[BEGIN MATERIAL FOR THIS TASK]

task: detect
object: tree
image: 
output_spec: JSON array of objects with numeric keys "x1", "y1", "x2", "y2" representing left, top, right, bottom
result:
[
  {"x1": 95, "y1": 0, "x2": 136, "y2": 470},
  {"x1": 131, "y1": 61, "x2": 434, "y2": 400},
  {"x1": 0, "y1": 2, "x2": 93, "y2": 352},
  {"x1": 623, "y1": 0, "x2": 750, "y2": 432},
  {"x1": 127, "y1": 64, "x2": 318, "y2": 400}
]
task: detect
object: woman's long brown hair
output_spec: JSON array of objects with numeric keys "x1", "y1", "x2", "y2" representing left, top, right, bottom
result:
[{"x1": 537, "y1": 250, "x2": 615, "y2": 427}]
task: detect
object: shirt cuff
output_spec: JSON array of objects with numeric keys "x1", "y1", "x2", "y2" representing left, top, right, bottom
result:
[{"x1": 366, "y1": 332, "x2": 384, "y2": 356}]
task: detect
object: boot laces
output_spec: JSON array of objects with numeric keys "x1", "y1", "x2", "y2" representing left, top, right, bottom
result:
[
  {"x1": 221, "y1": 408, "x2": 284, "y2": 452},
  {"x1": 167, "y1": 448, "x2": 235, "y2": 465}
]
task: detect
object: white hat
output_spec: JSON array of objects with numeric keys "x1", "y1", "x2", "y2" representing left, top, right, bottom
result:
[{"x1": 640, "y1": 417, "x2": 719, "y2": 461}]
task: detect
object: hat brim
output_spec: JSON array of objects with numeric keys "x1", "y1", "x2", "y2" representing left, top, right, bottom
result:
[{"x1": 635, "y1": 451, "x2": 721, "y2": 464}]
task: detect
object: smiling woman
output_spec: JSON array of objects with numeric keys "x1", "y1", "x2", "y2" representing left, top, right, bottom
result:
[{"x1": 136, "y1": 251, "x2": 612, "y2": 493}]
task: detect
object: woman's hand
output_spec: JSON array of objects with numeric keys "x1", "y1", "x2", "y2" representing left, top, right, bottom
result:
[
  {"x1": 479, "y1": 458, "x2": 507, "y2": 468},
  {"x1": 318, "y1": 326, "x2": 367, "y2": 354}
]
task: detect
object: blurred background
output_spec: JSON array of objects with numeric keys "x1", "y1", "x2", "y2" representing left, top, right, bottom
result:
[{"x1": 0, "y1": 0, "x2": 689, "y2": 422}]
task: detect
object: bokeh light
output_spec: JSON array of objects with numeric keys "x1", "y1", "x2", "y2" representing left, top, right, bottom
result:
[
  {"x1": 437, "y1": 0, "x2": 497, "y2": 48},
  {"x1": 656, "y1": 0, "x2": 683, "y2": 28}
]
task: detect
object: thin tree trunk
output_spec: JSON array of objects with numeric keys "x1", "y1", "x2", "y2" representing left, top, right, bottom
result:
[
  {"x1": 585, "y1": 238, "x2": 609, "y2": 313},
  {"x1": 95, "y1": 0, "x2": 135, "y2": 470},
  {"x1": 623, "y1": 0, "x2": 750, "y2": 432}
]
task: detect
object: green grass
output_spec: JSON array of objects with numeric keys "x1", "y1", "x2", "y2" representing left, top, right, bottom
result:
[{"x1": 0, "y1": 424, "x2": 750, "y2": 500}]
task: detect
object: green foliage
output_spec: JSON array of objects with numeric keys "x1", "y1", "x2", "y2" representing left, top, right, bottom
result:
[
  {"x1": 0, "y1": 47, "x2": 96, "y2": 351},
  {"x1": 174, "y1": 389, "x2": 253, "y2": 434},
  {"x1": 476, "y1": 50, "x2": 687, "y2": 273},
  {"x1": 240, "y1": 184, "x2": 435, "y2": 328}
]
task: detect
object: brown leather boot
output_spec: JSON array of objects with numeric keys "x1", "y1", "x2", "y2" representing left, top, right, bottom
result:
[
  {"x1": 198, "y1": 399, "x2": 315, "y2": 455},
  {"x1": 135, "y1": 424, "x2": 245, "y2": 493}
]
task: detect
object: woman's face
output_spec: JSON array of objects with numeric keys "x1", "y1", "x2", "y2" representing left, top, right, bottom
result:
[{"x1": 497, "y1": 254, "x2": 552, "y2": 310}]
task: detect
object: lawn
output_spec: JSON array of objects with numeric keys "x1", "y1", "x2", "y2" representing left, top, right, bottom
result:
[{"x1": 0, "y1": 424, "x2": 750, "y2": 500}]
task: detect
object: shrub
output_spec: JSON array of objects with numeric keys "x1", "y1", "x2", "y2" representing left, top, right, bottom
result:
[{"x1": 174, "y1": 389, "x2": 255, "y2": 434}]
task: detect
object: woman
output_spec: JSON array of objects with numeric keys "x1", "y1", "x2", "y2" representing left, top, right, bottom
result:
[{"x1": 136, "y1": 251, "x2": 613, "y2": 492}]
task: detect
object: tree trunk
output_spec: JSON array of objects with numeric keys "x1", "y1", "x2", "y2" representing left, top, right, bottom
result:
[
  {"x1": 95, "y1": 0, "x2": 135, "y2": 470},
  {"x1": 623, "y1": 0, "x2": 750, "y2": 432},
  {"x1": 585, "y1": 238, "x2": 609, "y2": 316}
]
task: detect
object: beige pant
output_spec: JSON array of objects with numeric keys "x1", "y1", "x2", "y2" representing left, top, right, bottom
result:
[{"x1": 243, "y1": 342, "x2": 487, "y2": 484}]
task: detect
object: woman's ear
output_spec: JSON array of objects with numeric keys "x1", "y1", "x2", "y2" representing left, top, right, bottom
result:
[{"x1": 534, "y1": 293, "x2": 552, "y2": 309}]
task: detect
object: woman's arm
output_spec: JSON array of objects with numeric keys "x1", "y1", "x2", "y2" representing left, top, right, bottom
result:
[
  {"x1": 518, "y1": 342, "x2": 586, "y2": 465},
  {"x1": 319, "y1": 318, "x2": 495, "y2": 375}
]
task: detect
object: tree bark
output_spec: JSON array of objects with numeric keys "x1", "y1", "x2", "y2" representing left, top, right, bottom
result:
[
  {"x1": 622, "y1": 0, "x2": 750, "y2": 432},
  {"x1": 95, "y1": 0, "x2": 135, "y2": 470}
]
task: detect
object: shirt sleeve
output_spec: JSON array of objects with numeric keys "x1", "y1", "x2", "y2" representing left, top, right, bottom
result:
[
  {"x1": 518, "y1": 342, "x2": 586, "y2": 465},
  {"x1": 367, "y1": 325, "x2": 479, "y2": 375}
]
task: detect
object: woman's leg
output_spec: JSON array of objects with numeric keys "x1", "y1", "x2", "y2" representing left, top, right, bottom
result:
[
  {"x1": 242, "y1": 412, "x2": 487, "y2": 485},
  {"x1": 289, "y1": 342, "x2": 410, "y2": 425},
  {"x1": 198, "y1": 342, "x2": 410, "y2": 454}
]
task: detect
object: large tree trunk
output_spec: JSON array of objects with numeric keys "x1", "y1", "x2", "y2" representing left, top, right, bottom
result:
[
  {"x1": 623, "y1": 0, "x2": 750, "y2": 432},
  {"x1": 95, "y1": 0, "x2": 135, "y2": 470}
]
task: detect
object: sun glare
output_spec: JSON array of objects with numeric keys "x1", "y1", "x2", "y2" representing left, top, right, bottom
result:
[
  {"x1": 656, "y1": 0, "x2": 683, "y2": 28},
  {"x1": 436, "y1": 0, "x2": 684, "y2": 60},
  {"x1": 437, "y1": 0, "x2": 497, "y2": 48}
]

[END MATERIAL FOR THIS TASK]

_PROMPT:_ Which lines of the listing above contain the string "tree"? Show each of those lines, treating case as significant.

_EXERCISE RESULT:_
object: tree
object: thin tree trunk
object: tree trunk
object: tree bark
object: large tree trunk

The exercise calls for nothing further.